[Exercise details]:
Everything from the line with "In this exercise you will indicate the grassy" to the end of the data should be restated word for word, and nothing before it.
:: Exercise data ::
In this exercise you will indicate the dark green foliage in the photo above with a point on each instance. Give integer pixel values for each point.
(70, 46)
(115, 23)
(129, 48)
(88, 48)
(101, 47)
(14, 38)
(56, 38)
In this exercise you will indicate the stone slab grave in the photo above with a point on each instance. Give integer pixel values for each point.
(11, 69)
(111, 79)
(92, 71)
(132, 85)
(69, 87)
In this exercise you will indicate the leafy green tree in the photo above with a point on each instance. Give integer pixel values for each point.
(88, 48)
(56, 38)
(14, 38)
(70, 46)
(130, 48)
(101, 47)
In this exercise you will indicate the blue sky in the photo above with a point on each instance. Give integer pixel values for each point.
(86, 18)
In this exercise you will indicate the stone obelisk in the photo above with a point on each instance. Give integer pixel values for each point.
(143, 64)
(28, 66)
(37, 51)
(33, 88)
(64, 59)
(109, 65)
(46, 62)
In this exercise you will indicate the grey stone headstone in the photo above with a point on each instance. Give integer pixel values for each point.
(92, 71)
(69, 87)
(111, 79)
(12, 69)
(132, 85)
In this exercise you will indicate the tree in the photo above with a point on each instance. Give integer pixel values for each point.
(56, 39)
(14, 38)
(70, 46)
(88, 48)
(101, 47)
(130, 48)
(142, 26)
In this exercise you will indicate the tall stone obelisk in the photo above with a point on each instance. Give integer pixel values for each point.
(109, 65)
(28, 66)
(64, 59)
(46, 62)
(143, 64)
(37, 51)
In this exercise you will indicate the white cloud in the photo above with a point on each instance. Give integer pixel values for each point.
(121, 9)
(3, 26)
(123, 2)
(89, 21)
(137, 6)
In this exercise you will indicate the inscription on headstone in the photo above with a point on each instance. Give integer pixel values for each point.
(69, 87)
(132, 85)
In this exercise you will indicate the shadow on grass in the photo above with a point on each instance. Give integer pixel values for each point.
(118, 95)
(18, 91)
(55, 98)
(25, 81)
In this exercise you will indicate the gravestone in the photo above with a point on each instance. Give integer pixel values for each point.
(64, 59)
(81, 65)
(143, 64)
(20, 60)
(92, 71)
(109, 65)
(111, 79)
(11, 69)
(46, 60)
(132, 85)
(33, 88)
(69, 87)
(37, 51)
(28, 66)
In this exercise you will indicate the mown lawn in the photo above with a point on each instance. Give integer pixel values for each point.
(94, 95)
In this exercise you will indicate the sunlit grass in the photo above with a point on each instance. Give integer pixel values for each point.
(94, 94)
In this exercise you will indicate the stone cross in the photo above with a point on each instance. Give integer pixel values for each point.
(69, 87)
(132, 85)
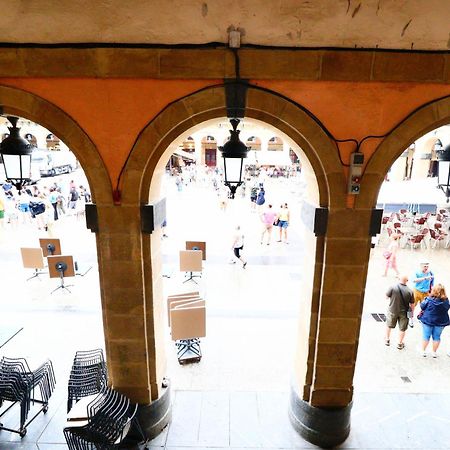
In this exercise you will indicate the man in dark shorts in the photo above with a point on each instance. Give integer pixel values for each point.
(401, 299)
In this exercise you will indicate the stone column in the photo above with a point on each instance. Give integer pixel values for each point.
(321, 401)
(128, 319)
(422, 159)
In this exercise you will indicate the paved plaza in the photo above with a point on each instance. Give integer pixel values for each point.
(236, 397)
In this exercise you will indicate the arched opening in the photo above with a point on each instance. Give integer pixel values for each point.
(322, 174)
(401, 371)
(52, 318)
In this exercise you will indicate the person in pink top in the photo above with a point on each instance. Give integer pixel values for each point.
(268, 217)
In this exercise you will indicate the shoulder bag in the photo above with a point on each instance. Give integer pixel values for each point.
(409, 312)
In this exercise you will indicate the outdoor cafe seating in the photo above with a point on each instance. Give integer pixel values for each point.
(88, 376)
(18, 385)
(103, 423)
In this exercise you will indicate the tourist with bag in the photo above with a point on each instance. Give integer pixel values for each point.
(401, 299)
(391, 254)
(434, 318)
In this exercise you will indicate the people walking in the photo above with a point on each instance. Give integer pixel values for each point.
(237, 246)
(53, 199)
(260, 198)
(391, 254)
(283, 222)
(423, 282)
(268, 217)
(434, 318)
(73, 198)
(253, 196)
(401, 299)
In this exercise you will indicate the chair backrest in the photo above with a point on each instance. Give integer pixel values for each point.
(109, 414)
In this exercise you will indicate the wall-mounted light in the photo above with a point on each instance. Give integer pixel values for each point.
(233, 152)
(16, 155)
(444, 171)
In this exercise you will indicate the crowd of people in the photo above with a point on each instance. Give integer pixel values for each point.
(427, 299)
(41, 205)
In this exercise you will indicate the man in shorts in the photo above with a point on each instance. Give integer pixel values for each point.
(401, 298)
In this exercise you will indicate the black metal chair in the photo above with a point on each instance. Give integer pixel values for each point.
(18, 384)
(88, 376)
(111, 415)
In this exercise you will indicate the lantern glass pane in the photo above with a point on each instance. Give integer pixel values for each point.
(233, 169)
(17, 167)
(443, 172)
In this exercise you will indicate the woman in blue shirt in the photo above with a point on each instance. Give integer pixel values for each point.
(434, 317)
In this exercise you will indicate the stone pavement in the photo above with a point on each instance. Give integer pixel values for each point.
(237, 396)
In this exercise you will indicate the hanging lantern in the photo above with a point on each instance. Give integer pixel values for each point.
(16, 155)
(234, 151)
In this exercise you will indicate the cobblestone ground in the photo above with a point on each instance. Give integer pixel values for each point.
(251, 314)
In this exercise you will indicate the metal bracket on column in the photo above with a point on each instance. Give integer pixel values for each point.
(91, 217)
(153, 216)
(315, 219)
(375, 221)
(236, 96)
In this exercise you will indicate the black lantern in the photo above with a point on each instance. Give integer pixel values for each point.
(16, 156)
(444, 171)
(234, 151)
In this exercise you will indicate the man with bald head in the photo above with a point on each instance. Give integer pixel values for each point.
(401, 299)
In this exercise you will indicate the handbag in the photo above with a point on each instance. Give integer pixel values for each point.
(409, 311)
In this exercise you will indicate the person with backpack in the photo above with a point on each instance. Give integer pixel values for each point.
(401, 300)
(73, 198)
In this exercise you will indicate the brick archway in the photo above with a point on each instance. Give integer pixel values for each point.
(424, 120)
(145, 166)
(210, 103)
(30, 106)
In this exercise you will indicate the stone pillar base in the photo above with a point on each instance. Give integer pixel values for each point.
(154, 417)
(323, 427)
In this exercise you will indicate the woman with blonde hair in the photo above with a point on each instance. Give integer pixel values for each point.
(434, 317)
(391, 254)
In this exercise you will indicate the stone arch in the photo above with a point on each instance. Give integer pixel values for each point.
(423, 120)
(145, 166)
(30, 106)
(210, 103)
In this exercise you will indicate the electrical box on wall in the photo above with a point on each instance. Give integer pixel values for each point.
(355, 172)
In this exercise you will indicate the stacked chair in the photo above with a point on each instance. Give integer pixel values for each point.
(107, 419)
(110, 417)
(88, 375)
(18, 385)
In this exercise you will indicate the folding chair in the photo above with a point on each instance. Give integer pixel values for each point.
(88, 375)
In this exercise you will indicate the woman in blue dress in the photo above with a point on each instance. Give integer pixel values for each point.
(434, 318)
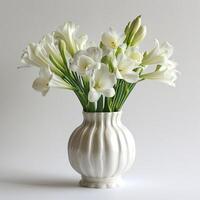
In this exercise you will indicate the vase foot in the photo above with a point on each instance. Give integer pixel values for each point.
(100, 182)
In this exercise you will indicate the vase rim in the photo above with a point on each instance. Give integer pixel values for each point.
(85, 112)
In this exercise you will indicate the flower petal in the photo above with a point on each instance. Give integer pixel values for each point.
(109, 92)
(93, 95)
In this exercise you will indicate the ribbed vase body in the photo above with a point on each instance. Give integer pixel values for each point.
(101, 149)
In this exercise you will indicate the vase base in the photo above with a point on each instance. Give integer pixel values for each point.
(100, 182)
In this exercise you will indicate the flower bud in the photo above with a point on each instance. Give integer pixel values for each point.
(135, 25)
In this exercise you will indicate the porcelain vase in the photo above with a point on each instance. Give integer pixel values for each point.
(101, 149)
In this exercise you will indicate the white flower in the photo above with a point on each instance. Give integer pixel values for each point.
(68, 33)
(134, 54)
(46, 80)
(84, 62)
(159, 54)
(139, 36)
(167, 73)
(37, 54)
(111, 39)
(123, 68)
(102, 84)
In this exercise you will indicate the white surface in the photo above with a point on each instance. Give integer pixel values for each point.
(165, 121)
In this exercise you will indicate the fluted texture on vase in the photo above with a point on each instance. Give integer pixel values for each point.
(101, 147)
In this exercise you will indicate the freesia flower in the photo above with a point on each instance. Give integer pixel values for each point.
(46, 80)
(37, 54)
(134, 54)
(102, 83)
(158, 55)
(111, 39)
(139, 36)
(69, 33)
(166, 73)
(86, 61)
(123, 68)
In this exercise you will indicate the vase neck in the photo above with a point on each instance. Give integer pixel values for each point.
(101, 116)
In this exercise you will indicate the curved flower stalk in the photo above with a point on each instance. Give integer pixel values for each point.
(101, 77)
(166, 73)
(69, 33)
(102, 83)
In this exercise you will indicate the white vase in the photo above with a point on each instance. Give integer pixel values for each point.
(101, 149)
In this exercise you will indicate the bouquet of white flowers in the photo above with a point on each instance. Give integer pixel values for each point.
(101, 76)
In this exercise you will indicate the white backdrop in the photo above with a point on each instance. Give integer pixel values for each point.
(165, 121)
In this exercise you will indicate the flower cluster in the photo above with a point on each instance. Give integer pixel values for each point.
(102, 76)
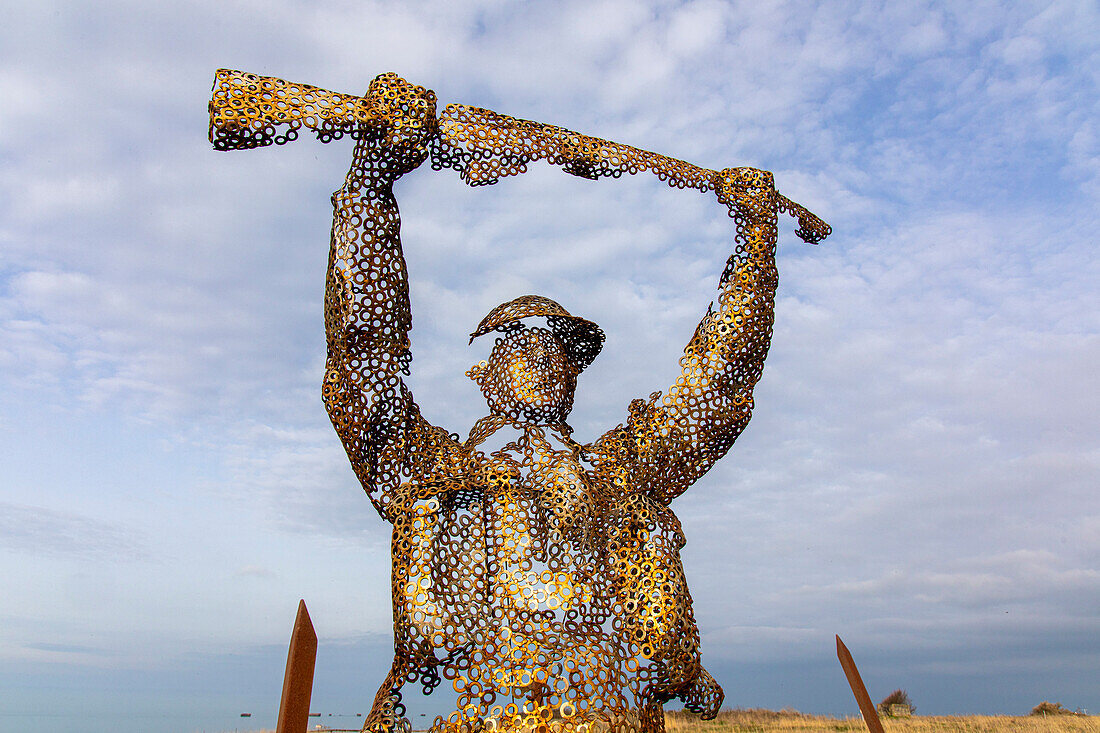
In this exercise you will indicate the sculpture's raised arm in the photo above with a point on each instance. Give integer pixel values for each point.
(671, 440)
(366, 302)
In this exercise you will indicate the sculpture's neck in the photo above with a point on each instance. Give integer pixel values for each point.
(534, 439)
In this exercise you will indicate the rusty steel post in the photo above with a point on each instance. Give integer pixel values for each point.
(857, 687)
(298, 680)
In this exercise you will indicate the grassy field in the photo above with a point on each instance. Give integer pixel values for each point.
(761, 721)
(789, 721)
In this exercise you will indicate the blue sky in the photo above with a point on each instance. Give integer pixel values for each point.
(921, 471)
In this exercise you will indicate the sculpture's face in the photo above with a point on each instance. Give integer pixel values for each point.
(528, 376)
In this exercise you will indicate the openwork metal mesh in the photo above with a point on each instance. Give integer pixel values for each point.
(542, 581)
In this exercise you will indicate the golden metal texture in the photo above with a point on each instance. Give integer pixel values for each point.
(541, 580)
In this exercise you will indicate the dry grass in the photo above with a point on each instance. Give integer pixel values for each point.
(789, 721)
(763, 721)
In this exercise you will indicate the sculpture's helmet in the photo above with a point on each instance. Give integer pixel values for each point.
(581, 339)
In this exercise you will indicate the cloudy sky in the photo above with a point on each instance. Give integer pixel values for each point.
(920, 474)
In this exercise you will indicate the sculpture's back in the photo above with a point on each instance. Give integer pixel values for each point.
(541, 580)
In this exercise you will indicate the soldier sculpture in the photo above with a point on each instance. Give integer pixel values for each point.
(542, 580)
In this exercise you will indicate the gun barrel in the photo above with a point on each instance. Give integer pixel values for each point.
(248, 110)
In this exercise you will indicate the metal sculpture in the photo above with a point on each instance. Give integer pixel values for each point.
(541, 580)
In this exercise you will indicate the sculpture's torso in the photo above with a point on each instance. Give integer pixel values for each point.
:::
[Task response]:
In this exercise you will indicate the grassy field in the photo above with a point on each instance. Give integer pixel values for each point.
(761, 721)
(789, 721)
In this exercise you will indicate the blue sky in the photo above with a point on each instance. Give integer pixel values for each point.
(921, 471)
In this exercise you will indicate the sculpture's face in the photo above with a point on each instance. Give integer pixel values for each point.
(528, 376)
In this exercise you will indicate the openwork metal mesh in the photo above with a point on each instance. Give integer pixel values for each point.
(542, 581)
In this exercise you will indicate the golden metal texture in the photo above with a point on each instance. Give integer pixel values for each point.
(541, 580)
In this exercise you will indicate the dry grass in the photo above with a point on each instance. Give integer pixel values for each point.
(789, 721)
(763, 721)
In this exercise you will indicate the sculpture's helmet in the photo above with a point on each instance. Give integer pixel values for each point.
(581, 339)
In this exercise you will indicate the cloudy sky in the photo above with a point on each instance. Give integer pixel values for each point.
(920, 474)
In this exercise you will indicate the sculpture's back in the photo above with a point on each instance. Give integer pixel values for each point.
(541, 580)
In this exercise you will indicate the soldier sculpture in the photo above with a point on each instance. Give integer pixel values for each point.
(542, 580)
In this exercise you will indicate the gun barrel in the photo above with a point on each instance. Give integer pixel values for each point.
(248, 110)
In this exercise you will indicate the metal sculpture in the photo above with a point on each instance. Give integer pixel values for each point.
(541, 580)
In this exercise you will indicate the sculpture's torso in the photo above with a point on each instance. Give integer pixel values for each point.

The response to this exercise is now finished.